Document extract Block Start
I can think of ways to do this using an “IF” statement but my spreadsheet already exists and I would need to construct the IF statement for lots and lots of cells which (trust me) is not as easy as dragging the copy box. The IF statement would definitely work but be a serious hassle to do.
So, wondering if there is a function to make negative numbers be zero. Not display as zero but make the result zero so follow on calculations work out correctly. Following is an example of my cell formula as it currently is:
=Orders!$G4*Data!H4
That formula is copied both down and across making changes…difficult.
Not seeing that function on a search (using Excel 2007). See MAX and MAXA which look like they find the highest value in a list. After that I get MDETERM function on an alphabetical list so no MAXIMUM to be found.
I’d say the same - use the max function.
OTOH, hide the cells you reference, and just replicate the =MAXIMUM(cell, 0) in a new range of cells.
Hiding intermediate results is a time-honoured spreadsheet tradition; by making the hidden cells visible you can verify intermediate results for debugging.
Document extract Block End
Given records Block Start
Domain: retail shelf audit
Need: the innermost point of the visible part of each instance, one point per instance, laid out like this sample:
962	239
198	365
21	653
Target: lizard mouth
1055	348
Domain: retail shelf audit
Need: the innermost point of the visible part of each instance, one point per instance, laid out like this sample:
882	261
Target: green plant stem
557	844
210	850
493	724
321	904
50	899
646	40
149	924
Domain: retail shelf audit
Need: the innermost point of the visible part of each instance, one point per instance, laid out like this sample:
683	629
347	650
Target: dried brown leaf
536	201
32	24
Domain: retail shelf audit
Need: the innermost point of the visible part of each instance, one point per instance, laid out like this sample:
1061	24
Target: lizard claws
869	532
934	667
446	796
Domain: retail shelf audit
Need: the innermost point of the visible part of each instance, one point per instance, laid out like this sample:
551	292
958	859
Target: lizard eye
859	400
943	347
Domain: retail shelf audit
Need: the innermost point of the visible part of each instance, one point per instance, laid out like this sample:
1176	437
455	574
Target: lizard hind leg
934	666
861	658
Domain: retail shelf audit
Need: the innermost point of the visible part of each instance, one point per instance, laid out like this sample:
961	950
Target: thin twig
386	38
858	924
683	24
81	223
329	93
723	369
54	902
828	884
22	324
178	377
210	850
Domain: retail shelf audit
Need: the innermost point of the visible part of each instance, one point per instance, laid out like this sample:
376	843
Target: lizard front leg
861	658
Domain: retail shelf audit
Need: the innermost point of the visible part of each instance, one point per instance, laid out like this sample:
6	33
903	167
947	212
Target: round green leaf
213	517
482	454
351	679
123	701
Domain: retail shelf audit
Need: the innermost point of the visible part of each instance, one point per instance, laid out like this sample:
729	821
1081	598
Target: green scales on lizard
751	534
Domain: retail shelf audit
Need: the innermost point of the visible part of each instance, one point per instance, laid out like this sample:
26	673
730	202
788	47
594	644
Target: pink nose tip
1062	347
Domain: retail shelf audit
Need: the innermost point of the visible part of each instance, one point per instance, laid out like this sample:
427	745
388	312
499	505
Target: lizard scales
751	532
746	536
Given records Block End
**Problems to work on**
A. Quote the Excel discussion word for word in the stretch from "Not seeing that" through "results for debugging.".
B. Write what comes next in the Excel discussion about turning negative results into zero, starting after its last sentence.

**Responses per task**
A.
Not seeing that function on a search (using Excel 2007). See MAX and MAXA which look like they find the highest value in a list. After that I get MDETERM function on an alphabetical list so no MAXIMUM to be found.
I’d say the same - use the max function.
OTOH, hide the cells you reference, and just replicate the =MAXIMUM(cell, 0) in a new range of cells.
Hiding intermediate results is a time-honoured spreadsheet tradition; by making the hidden cells visible you can verify intermediate results for debugging.

B.
It’s a two number list: the list contains the number you care about, along with 0. MAX(x, 0) is the biggest number in the list [x, 0]. If x is positive, it’s the biggest thing in the list. If it’s negative, then the 0 is the biggest thing in the list.
The OP specifies that IF statements won’t do for his purposes (though I didn’t quite understand his reason why).
Looks like the question’s been answered with the suggestion to use MAX().
My own idea (not being familiar with Excel in particular) would have been to do something like “(X + ABS(X)) / 2”, however you would format that in Excel-speak.
Well, the cells being referenced in the formula do not smoothly increment cell-to-cell. It is a grid with items randomly scattered across it. Some items need A1+B1, the next may need A1+C4, the next D2+E12 and so on.
So it sounds like the problem is you don’t want to create new cells to apply the extra step, is that right? If so, can’t you just incorporate one of the suggestions above into your main formula?
You can also create a custom formatting expression, as long as you don’t plan on relying on the values of the negative cells any further. Then you don’t need to create another cell to convert negatives.
Custom formatting expressions have sections to handle positive, negative and zero values. Right click on the cell that has the negative values you’d like to affect, select format cells. Then click on the number tab and select custom. Your custom formatting expression will be entered in the box at the top.
If your numbers are decimals with say 2 digits of precision after the decimal I would enter: 0.00;“0”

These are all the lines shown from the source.